Deputy of the Legislative Assembly of Costa Rica
- In office 1 May 2018 – 30 April 2022
- Preceded by: José Alberto Alfaro Jiménez
- Succeeded by: Priscilla Vindas Salazar
- Constituency: Alajuela

Personal details
- Born: Dragos Carlos Dolanescu Valenciano 19 November 1975 (age 50) Bucharest, S.R. Romania
- Party: Costa Rica Justa (2021–present)
- Other party: Social Christian Republican Party (2014–2020) Social Christian Unity Party (before 2014)
- Education: University of Bucharest University of Alcalá

= Dragos Dolanescu Valenciano =

Costa Rican politician

Dragos Dolanescu Valenciano, known as Dragoș Dolănescu, (born November 19, 1975, in Bucharest, Socialist Republic of Romania) is a Costa Rican psychologist and politician. Dolanescu is an independent congressman in the third year of the 2018-2022 legislative period. He gained his seat at the Legislative Assembly running in the Alajuela province race for the Partido Republicano Social Cristiano party (PRSC), which at the time he was also president of the organization. He resigned to PRSC after clashing with senior members of the party, who accused him of fund mismanagement in the 2020 municipal elections in retaliation for his resignation.

==Early life==
He is the son of Ion Dolănescu. Dolanescu studied psychology at the University of Bucharest, where he obtained his bachelor's degree and obtained a doctorate in medical psychology at the University of Alcalá de Henares, the son of Romanian singer and politician Ion Dolănescu.

==Political positions==
Dragos Dolanescu is a conservative politician. He openly opposes free abortion in Costa Rica and same-sex marriage.

During his legislative tenure, Dolanescu has been a staunch opponent of President Carlos Alvarado Quesada and the Citizens' Action Party (PAC). The lawmaker opposed the approval of the Tax Reform, promoted the creation of a special investigative commission that would review the management of the finances of PAC during the 2010 presidential campaign, as well as the special investigative commission that would investigate the creation of a data analysis unit in the Presidential House, known as the UPAD.

# # #

» **ACTIONS TO TAKE**:
a: Decide whether each statement agrees with the passage on Dragos Dolanescu, answering yes or no and quoting the deciding words from the passage: (i) He was born in Bucharest. (ii) He earned his bachelor's degree at the University of Alcalá. (iii) He supported the approval of the Tax Reform.
b: Write the next part of the passage on Dragos Dolanescu, picking up after its final sentence.

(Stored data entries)
# # #

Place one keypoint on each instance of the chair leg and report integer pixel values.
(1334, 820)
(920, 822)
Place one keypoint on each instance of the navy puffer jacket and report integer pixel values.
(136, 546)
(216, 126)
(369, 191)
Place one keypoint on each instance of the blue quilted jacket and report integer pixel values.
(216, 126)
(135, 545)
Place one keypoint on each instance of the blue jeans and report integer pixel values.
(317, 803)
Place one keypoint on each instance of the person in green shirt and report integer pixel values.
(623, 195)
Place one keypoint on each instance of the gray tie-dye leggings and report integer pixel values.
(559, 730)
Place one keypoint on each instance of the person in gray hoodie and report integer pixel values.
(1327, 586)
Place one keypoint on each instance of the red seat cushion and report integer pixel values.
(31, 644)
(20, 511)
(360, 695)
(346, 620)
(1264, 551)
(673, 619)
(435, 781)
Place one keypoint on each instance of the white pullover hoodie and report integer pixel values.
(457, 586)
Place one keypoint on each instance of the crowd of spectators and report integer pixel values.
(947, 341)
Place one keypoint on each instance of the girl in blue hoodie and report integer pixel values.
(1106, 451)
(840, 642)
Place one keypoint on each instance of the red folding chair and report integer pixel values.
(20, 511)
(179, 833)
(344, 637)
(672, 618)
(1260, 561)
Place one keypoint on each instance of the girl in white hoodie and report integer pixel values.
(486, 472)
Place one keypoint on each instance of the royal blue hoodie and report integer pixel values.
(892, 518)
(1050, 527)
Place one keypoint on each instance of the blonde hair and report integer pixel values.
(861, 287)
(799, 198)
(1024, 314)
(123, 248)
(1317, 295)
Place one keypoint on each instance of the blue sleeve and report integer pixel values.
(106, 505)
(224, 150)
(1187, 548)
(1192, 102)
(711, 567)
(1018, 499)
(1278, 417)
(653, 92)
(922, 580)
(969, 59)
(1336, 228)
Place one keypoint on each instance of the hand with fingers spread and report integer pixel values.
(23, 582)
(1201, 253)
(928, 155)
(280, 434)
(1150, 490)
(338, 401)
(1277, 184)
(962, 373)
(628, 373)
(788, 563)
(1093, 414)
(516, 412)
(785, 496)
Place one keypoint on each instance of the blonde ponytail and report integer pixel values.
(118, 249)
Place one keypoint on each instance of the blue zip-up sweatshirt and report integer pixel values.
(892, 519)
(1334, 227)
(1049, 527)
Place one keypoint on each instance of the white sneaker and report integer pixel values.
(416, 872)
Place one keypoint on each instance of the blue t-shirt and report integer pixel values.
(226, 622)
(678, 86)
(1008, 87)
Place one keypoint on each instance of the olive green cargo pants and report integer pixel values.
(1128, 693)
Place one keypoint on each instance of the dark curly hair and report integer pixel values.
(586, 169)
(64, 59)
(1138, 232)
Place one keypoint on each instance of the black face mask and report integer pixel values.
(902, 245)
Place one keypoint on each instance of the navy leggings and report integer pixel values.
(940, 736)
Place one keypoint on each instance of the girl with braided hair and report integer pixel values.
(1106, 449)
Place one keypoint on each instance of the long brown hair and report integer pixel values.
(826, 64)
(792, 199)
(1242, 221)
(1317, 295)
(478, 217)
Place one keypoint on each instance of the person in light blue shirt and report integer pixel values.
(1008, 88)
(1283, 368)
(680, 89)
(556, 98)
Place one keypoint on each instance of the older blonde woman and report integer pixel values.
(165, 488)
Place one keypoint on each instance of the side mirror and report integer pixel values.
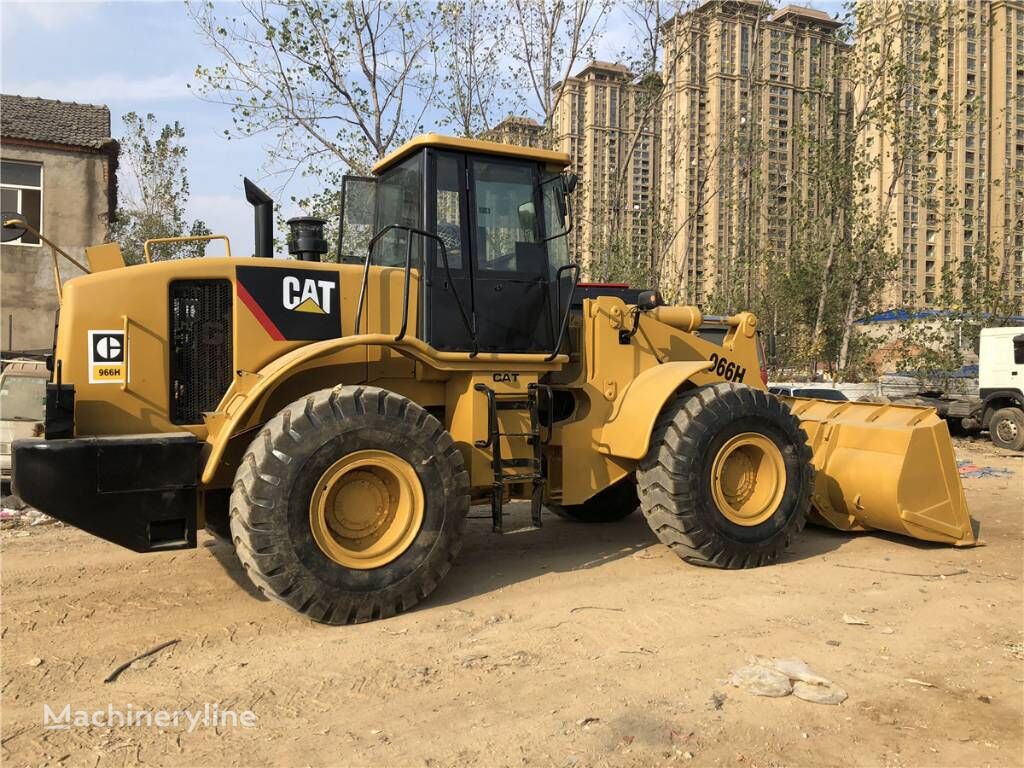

# # #

» **ANSWERS GIVEN**:
a:
(i) Yes: "born November 19, 1975, in Bucharest"
(ii) No: "studied psychology at the University of Bucharest, where he obtained his bachelor's degree"
(iii) No: "The lawmaker opposed the approval of the Tax Reform"

b:
Dolanescu signed the Madrid Charter, a document drafted by the far-right Spanish party Vox that describes left-wing groups as enemies of Ibero-America involved in a "criminal project" that are "under the umbrella of the Cuban regime".

==Controversy==
Dolanescu has been singled out as a right-wing populist by his adversaries. Former president Rafael Ángel Calderón, founder of the party through which he was elected as a congressman, criticized him for this and assured that Dolanescu intends to be a presidential candidate to which Calderón said "he is not fit for it."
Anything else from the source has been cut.